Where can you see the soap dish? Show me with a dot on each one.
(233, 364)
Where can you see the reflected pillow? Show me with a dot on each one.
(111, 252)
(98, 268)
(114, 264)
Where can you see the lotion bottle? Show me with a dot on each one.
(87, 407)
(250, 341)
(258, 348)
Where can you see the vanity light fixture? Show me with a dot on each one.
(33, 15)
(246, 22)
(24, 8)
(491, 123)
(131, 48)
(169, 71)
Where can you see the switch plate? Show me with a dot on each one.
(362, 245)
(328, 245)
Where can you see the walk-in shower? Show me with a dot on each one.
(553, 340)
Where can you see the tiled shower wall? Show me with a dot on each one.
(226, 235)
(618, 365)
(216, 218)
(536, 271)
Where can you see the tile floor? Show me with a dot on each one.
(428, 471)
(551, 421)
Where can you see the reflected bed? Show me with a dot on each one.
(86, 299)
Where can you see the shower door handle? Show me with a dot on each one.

·····

The answer is to be the complete listing, transcribed exactly.

Where can you see the soap dish? Show me with a dot on each one.
(233, 364)
Where can you see the reflected pillow? Show me with a dot on each one.
(111, 252)
(98, 268)
(114, 264)
Where can you see the lotion bottle? Show me with a dot on each one.
(87, 407)
(250, 341)
(258, 348)
Where can you see the vanity light fixture? Show me with a dot on each one.
(33, 15)
(246, 22)
(24, 8)
(491, 123)
(131, 48)
(169, 71)
Where can you see the switch plate? Show me with a dot on each one.
(362, 245)
(328, 245)
Where can you see the walk-in shower? Show me with a dot on each one.
(553, 340)
Where can you see the tiled shower wall? Show me with a dot on each one.
(226, 235)
(618, 365)
(216, 218)
(536, 271)
Where can you see the tile floor? Show me with a dot on each one.
(428, 471)
(551, 421)
Where can you see the reflected bed? Show me with a dot on each one.
(86, 299)
Where can you see the shower door handle? Show me with a dot on each one.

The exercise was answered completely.